**INSTRUCTIONS FOR THE TASK:** Reproduce the data below, substituting "boundary" for every occurrence of "outline" and leaving everything else unchanged. Omit the pictures from your answer.

[Image boundary annotation data]
'''

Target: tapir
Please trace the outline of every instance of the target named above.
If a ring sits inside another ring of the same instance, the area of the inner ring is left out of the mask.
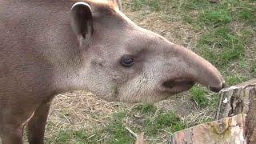
[[[0,0],[0,135],[43,143],[53,98],[85,90],[108,101],[154,102],[195,82],[218,92],[209,62],[141,28],[120,1]]]

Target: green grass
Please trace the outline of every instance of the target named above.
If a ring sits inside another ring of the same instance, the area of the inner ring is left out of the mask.
[[[60,130],[58,134],[47,138],[46,143],[134,143],[134,138],[126,127],[137,134],[145,132],[146,136],[156,136],[162,131],[166,131],[169,136],[186,127],[175,112],[164,110],[156,112],[156,109],[153,104],[138,104],[130,110],[114,113],[110,122],[102,129],[88,133],[84,128],[78,130]],[[142,117],[137,118],[135,115]],[[126,122],[127,119],[136,118],[138,127]]]

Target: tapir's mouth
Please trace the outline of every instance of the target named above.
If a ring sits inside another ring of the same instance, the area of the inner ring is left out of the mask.
[[[195,82],[192,80],[175,78],[162,82],[161,89],[166,91],[170,91],[172,94],[177,94],[190,89],[194,83]]]

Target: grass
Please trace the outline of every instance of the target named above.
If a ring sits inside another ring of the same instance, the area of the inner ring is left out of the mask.
[[[227,86],[256,77],[255,1],[123,0],[139,26],[189,47],[212,62]],[[173,102],[174,101],[174,102]],[[46,143],[163,143],[175,131],[212,121],[218,96],[201,86],[155,105],[106,102],[68,94],[53,102]]]
[[[147,136],[155,137],[163,132],[169,136],[184,129],[186,125],[174,111],[157,110],[153,104],[137,104],[130,109],[113,113],[104,127],[88,134],[84,128],[61,129],[48,138],[46,143],[134,143],[134,138],[127,127],[138,134],[145,132]]]

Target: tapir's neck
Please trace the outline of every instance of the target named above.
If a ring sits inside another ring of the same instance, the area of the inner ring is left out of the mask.
[[[74,2],[42,2],[42,15],[37,21],[42,24],[42,32],[36,40],[41,46],[37,51],[54,69],[51,70],[53,89],[57,93],[83,89],[79,71],[83,66],[82,54],[85,51],[79,46],[70,26],[70,10]]]

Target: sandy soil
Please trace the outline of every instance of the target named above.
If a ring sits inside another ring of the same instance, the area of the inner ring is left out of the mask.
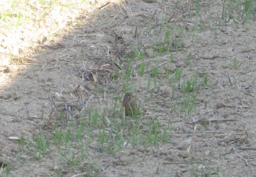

'''

**RESPONSE TO THIS EXERCISE:**
Target: tapir
Please trace the boundary of every instance of the target named above.
If a ring sits inside another ring of the same instance, the area of the inner ring is left out of the mask.
[[[0,0],[0,135],[43,143],[53,98],[85,90],[108,101],[154,102],[195,82],[218,92],[209,62],[141,28],[120,1]]]

Target: green grass
Please trace the boundary of every instance of the target named above.
If a ring sits inside another ring of the same instance, the area of the inner ring is left out of the mask.
[[[60,130],[58,134],[47,138],[46,143],[134,143],[134,138],[126,127],[137,134],[145,132],[146,136],[156,136],[162,131],[166,131],[169,136],[186,127],[175,112],[164,110],[156,112],[156,109],[153,104],[138,104],[130,110],[114,113],[110,122],[102,129],[88,133],[84,128],[78,130]],[[142,117],[137,118],[135,115]],[[126,122],[127,119],[136,118],[138,127]]]

Target: tapir's mouth
Please trace the boundary of every instance of the target named above.
If a ring sits inside another ring of the same instance, the area of the inner ring is left out of the mask.
[[[195,82],[192,80],[175,78],[162,82],[161,89],[166,91],[170,91],[172,94],[177,94],[190,89],[194,83]]]

Target: grass
Please trace the boundary of every instance of the target named above.
If a ring sits inside another ring of the same instance, the area of the inner ring is left out of the mask.
[[[227,86],[256,77],[255,1],[123,0],[139,26],[189,47],[212,62]],[[173,102],[174,101],[174,102]],[[46,143],[163,143],[175,131],[212,121],[218,96],[201,86],[155,105],[106,102],[68,94],[53,102]]]
[[[147,136],[155,137],[163,132],[169,136],[184,129],[186,125],[174,111],[157,110],[153,104],[137,104],[130,109],[113,113],[104,127],[88,134],[84,128],[61,129],[48,138],[46,143],[134,143],[134,138],[127,127],[138,134],[145,132]]]

Target: tapir's neck
Please trace the boundary of every instance of the target named above.
If a ring sits inside another ring of the same instance, the area of the inner ring is left out of the mask.
[[[74,2],[42,2],[42,15],[37,21],[42,24],[42,32],[36,40],[41,46],[37,51],[54,69],[51,70],[53,89],[57,93],[83,89],[79,71],[83,66],[82,54],[85,51],[79,46],[70,26],[70,10]]]

Target: sandy soil
Please trace the boundary of every instance of the target named above.
If a ring sits inside another ring of the same instance, the area of the inner ring is left out of the mask.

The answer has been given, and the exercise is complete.